>> START SUPPLIED TEXT

Philip Goodrich

From Wikipedia, the free encyclopedia
Jump to navigation Jump to search
Worcester Cathedral, grave of Bishop Philip Goodrich in the Cathedral Cloisters

Philip Harold Ernest Goodrich (2 November 1929 – 22 January 2001) was an Anglican bishop in the late 20th century.[1] He was Bishop of Tonbridge from 1973 to 1982 and Bishop of Worcester from 1982 to 1996.

Early life

Born on 2 November 1929 he was educated at Stamford School and St John's College, Cambridge.[2]

Religious life

After this he studied for ordination at Ripon College Cuddesdon followed by a curacy at Rugby in Warwickshire.[3] Between 1957 and 1961 he was chaplain of St John’s College, Cambridge (his own university college) before incumbencies at South Ormsby and Bromley.

>> END SUPPLIED TEXT
>> START STORED RECORDS

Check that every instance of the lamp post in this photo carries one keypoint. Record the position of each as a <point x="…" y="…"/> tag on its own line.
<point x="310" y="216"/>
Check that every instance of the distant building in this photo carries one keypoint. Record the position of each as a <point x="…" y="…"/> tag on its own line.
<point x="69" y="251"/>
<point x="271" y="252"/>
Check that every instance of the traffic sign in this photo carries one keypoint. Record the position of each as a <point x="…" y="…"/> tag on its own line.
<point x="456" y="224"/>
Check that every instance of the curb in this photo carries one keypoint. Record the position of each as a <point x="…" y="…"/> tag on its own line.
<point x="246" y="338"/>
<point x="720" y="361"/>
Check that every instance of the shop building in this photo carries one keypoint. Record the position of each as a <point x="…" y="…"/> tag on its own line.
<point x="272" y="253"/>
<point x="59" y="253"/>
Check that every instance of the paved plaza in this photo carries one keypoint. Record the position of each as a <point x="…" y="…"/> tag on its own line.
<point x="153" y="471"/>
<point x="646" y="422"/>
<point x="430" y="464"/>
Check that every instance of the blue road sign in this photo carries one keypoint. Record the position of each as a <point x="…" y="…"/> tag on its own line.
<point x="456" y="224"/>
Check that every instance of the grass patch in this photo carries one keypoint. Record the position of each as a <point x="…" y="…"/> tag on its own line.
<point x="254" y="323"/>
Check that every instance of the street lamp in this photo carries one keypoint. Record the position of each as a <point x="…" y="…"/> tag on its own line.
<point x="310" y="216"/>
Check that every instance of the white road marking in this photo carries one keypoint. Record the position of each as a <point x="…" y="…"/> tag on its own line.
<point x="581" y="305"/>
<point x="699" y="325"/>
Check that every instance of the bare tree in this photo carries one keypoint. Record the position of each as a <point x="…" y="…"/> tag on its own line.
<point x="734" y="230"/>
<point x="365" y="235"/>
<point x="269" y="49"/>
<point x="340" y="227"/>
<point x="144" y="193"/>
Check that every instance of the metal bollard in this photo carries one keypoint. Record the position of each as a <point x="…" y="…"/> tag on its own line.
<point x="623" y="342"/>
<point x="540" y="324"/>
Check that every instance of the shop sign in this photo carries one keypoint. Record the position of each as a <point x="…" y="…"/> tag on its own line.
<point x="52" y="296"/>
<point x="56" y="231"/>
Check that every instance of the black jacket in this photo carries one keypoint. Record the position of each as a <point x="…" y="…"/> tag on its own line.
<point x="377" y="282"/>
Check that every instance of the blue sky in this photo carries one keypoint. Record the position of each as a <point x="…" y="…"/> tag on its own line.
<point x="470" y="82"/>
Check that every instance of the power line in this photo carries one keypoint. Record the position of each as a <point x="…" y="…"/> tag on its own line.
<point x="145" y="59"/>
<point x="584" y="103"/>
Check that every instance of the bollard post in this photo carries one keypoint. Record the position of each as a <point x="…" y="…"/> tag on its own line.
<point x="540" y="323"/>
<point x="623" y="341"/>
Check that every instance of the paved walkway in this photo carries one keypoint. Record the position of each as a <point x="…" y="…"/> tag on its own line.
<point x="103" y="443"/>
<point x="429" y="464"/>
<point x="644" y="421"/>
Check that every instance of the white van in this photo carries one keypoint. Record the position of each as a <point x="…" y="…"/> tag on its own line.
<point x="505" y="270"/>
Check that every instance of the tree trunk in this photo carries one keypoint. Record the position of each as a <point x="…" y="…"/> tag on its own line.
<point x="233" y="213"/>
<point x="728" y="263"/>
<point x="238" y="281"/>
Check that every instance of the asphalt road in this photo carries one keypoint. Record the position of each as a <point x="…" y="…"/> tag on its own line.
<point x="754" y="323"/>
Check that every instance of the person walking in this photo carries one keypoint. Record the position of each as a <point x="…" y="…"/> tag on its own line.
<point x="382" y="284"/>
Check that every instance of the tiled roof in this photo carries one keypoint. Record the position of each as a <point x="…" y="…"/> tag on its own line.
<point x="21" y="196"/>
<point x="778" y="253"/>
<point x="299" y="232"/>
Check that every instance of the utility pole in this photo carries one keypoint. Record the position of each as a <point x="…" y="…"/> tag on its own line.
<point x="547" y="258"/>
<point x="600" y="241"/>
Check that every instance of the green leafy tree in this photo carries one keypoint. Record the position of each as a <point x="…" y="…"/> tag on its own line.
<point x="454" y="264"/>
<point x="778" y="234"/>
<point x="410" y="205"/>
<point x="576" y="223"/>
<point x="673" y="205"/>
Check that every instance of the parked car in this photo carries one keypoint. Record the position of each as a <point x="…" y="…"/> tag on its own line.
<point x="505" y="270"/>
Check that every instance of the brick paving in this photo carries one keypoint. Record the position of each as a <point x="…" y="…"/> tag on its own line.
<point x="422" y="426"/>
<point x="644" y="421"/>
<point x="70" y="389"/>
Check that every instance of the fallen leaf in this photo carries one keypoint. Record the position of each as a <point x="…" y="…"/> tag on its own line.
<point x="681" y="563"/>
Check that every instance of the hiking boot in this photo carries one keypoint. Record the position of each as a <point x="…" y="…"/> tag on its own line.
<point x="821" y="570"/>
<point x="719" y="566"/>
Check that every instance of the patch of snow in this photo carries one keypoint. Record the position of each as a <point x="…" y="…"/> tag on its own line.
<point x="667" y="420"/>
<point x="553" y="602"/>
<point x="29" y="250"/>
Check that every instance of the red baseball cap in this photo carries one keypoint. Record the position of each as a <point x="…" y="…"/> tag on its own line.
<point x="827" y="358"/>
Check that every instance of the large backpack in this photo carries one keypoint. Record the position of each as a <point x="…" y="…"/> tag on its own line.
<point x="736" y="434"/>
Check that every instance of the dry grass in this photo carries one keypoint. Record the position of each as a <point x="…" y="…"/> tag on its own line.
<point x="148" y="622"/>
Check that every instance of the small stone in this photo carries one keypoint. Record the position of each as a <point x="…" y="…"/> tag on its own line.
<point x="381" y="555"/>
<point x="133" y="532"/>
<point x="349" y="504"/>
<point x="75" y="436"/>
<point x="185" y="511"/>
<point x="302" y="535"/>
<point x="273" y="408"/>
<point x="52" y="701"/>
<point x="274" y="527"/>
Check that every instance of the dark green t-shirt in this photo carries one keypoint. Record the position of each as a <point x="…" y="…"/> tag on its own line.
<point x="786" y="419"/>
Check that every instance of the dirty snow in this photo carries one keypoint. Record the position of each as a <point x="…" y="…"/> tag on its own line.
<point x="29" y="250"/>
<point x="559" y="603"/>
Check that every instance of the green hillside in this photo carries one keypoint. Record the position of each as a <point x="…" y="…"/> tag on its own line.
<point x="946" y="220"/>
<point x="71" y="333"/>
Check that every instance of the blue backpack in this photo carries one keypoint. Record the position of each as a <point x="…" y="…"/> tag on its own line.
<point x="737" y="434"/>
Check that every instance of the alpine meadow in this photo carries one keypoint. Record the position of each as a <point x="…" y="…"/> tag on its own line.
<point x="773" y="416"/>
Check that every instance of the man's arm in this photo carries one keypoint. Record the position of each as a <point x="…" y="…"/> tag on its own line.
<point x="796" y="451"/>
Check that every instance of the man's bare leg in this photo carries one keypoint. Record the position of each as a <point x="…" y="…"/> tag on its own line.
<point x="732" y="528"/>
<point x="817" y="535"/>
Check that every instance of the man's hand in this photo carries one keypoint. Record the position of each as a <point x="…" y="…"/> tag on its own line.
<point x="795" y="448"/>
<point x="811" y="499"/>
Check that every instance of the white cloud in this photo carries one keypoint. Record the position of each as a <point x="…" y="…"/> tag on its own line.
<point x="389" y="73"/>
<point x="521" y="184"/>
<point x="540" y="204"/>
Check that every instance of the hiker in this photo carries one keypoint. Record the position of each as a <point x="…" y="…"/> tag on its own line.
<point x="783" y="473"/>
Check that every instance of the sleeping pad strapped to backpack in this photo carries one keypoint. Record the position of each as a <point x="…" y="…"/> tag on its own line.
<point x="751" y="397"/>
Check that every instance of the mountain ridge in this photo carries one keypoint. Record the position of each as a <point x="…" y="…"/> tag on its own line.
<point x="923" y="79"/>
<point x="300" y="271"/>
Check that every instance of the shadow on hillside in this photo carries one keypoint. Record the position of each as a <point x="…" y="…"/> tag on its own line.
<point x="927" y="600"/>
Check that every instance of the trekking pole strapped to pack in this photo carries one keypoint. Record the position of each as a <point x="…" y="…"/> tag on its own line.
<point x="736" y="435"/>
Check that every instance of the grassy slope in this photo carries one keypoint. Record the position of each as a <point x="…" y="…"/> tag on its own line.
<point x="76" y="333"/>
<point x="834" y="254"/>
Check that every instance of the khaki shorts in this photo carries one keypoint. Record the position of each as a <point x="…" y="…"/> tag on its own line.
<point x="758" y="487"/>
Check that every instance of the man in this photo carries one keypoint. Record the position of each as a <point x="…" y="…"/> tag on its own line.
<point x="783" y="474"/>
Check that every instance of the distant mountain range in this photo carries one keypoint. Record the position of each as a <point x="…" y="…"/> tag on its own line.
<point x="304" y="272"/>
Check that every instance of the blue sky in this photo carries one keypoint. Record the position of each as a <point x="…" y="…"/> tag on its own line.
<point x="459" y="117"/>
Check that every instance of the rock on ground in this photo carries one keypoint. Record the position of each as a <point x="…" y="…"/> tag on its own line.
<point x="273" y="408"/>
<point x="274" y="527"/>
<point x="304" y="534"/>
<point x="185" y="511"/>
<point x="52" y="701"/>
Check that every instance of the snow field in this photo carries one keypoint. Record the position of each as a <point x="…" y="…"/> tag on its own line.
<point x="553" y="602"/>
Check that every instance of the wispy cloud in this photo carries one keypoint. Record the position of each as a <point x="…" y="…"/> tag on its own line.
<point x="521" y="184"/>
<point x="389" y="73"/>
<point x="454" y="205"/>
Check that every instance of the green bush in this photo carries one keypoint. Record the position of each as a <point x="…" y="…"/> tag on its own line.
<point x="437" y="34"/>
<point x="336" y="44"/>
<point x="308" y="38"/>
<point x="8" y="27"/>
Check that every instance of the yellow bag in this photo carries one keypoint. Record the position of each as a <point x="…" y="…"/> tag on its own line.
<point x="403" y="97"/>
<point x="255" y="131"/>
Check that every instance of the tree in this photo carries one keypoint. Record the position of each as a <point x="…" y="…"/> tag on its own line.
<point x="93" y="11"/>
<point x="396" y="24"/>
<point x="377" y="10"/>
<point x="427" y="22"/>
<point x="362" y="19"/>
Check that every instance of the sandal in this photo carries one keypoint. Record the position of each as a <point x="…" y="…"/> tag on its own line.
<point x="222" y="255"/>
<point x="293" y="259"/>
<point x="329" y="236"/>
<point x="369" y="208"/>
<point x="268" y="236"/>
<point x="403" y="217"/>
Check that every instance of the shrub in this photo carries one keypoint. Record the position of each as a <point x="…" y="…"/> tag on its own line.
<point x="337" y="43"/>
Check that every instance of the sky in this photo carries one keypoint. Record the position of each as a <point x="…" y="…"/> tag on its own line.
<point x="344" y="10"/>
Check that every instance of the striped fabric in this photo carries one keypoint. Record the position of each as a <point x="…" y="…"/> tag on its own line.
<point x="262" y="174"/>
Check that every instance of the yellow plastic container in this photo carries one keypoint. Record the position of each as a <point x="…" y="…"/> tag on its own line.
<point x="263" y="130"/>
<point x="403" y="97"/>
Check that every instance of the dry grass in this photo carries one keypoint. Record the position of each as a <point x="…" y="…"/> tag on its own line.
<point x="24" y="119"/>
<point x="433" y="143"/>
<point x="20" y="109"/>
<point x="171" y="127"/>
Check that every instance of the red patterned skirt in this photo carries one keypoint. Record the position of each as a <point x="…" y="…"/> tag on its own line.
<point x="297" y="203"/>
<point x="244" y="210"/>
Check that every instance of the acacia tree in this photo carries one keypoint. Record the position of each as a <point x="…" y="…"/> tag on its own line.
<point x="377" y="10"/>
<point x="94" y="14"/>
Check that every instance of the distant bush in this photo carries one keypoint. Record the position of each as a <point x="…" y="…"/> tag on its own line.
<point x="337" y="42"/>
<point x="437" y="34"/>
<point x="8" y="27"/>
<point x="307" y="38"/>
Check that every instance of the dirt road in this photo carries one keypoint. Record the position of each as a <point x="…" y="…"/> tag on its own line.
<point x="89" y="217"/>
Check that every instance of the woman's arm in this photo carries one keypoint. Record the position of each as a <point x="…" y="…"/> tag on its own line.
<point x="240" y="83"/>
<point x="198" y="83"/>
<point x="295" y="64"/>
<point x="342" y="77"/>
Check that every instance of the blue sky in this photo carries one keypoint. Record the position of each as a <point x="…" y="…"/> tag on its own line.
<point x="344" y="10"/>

>> END STORED RECORDS

## TASKS TO PERFORM
**1)** In the Philip Goodrich article, rewrite the passage from "Philip Harold Ernest" up to and including "Ormsby and Bromley.", changing "Bromley" to "Beckenham".
**2)** According to the Philip Goodrich article, why is St John's College, Cambridge, called "his own university college"?

## ANSWERS BELOW
**1)**
Philip Harold Ernest Goodrich (2 November 1929 – 22 January 2001) was an Anglican bishop in the late 20th century.[1] He was Bishop of Tonbridge from 1973 to 1982 and Bishop of Worcester from 1982 to 1996.

Early life

Born on 2 November 1929 he was educated at Stamford School and St John's College, Cambridge.[2]

Religious life

After this he studied for ordination at Ripon College Cuddesdon followed by a curacy at Rugby in Warwickshire.[3] Between 1957 and 1961 he was chaplain of St John’s College, Cambridge (his own university college) before incumbencies at South Ormsby and Beckenham.

**2)** The "Early life" section says he was educated at St John's College, Cambridge. He later served as chaplain of that same college from 1957 to 1961.